ACTIONS TO TAKE:
**a.** Translate this sentence from the wifi pricing discussion into Spanish: "The courts have 2 centuries of case history of judging intent."
**b.** In the wifi pricing discussion, what did he know was being used to differentiate iOS devices?
**c.** Write a continuation of the wifi pricing discussion, starting after its final sentence.
======== GIVEN TEXT ========
There exist wifi systems where setting a cookie "paid=1" will save you $15. You might think there are no legal consequences for "writing a text file on your own computer." I strongly suggest not testing that.
I think the difference is knowledge and intent. He knew that they were using the User Agent string to differentiate iOS devices, and he used that knowledge to get a cheaper price. It would be different if he were randomly browsing the web with that User Agent for kicks, and didn't realize that he had gotten a deal.
It's not like the author 'cracked his way in'. He got a cheaper price because he learned something from a friend and tried an experiment, which worked. Using something you've learned to get a better price seems fine with me. Especially, if it's 'ok' for someone stumbling around with the wrong user-agent.
In most states, the to make a fraud case, you need some combination of:
(a) a representation made of some fact
(b) the materiality of that fact (the fact has to matter)
(c) the representation has to be false
(d) the person making the representation has to know it's false
(e) and they have to lie with an intent that someone else act on it
(f) and someone else has to actually be be fooled
(g) and rely on the lie
(h) and the lie has to be about something they had a right to ask (ie, not about marital status in a job interview)
(i) and thus incur damage.
You weaken a fraud case by saying the dispute is over an opinion and not a fact (a), or that the person who got something for nothing didn't realize they were lying (b), or they lied, but without intent (maybe they always lie about this question) (e).
But if all the elements fit, as they do in this case, you do not in fact have a weak case. You can, oh yes, you can, have "paid=true" in your URL and count on fraud statutes to have your back.
A lot of legal stuff becomes clearer when you realize that the court do not buy --- not even a little bit --- the nerdly tenet that "there is no way to prove intent because you can't really know what someone was thinking and maybe they weren't intending to do anything wrong". The courts have 2 centuries of case history of judging intent.
It wouldn't matter, because you can't convince a reasonable judge or a reasonable jury that tampering with a computer system that puts (for instance) a credit card form in front of you for service in order to not pay for service doesn't constitute "intent".
I don't think those cases are even comparable. Lying that you paid (through whatever means) is different from using a different user agent, which has no (direct, expected) relation to money.
But if you think changing the user agent is somehow wrong, you could also go all the way of emulating the iPad browser on your laptop, and use that to sign in for the service.
You'd still have trouble explaining that to a judge. The hotel has a reasonable expectation that if the traffic says it is coming from an iPad, it's actually coming from an iPad, and you don't have any non-infringing excuses to be using an iPad browser on your laptop.
If they advertised the plan as an ipad plan, there would be a point. But if the plan is advertised as all-purpose, but only offered to certain user agents, i don't think there's any legal issue.
This is an interesting point and I wonder where the line would be drawn.
As an example I remember years ago when people say fit to create "secure areas" in websites by using a JS username/password prompt which meant that you could easily bypass this by viewing the source.
======== RECORDED INFORMATION ========
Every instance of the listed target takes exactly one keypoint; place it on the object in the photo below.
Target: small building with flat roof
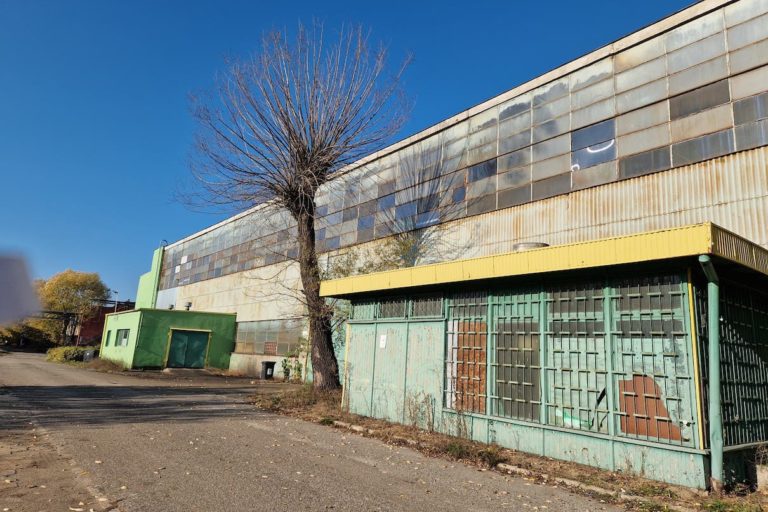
========
ANSWERS BY TASK:
**a.** Los tribunales tienen 2 siglos de historial de casos en los que han juzgado la intención.

**b.** The User Agent string.

**c.**
Now at the point you have done that perhaps you have knowingly done something to bypass the security.
Question is, what happens if you had JS disabled in your browser (or were using a browser that did not support it) which would be something you are clearly within your rights to do and therefor had no idea that such a security mechanicism was in place anyway?
I was on a train with paid wifi and I discovered that if you went to pay via PayPal, the paywall was temporarily lifted completely and you could access any site you liked for 30 minutes or so, after which you simply needed to repeat the procedure. I wonder what the legal consequences of doing that are?
I'm looking forward to the day when I stay in a 100$/night hotel and I don't have to pay for my fricking internet. Every motel/hostel has it for free as it should. To me charging for internet (in hotels/resturatns) in 2012 is the same as charging for using the shower or lights.
I run iodine[1] on my server. Maybe it's illegal, maybe it's a grey area - I don't care.
Here in Israel free wifi access is the norm, but in DE? They charge an arm and a leg. Switzerland (if we're talking about Swisscom anyway)? They are _insane_. The hotels already rip you off with prices like there's no tomorrow and charge for internet on top.
I fire up iodine on my client. If it works: Great. The network was obviously created by morons (it could easily be prevented). Morons won't be able to track me down the short while I'm on their network, on a trip, with a mac address like 'deadbeef' or somesuch nonsense.
If it doesn't work? I don't go online and leave to have a couple beers..
If you think allowing unrestricted DNS is moronic, you haven't seen anything ;) One of our major ISPs has paid wifi networks in many cities here in Portugal, but they allow connections to any server on port 443 (HTTPS).
You don't even need a server, there are free VPNs that use that port to ensure compatibility with more restricted networks.
Strongly depends on where you are, apparently. When I was in Berlin, there was free Internet all over the place. In our hostel, the hotel across the street, just about any coffee bar, pub, sandwich stand, pizzeria ... Sometimes you had to ask for a password, other times you could just connect, and other times you had to catch some air network from the place next door.
Or maybe that was just Berlin Mitte?
Though I went to some places near Cologne and I didn't have to donate a kidney to get online either.
Connectivity in the more rural areas can be pretty bad though.
I've to admit my experience in DE is limited to certain ~weird~ places. I _lived_ in CGN and rarely needed wifi outside of my own home. Got no experience w/ Berlin, but I might move there in a year.
My problem in DE was usually related to trips to customers, to the ~end of the world~. In CH it was more prevalent: I stayed in roughly 20 different hotels in Bern so far and most of them, ignoring the decoration from 50 years ago, were charging for internet access. On top of a very high room rate.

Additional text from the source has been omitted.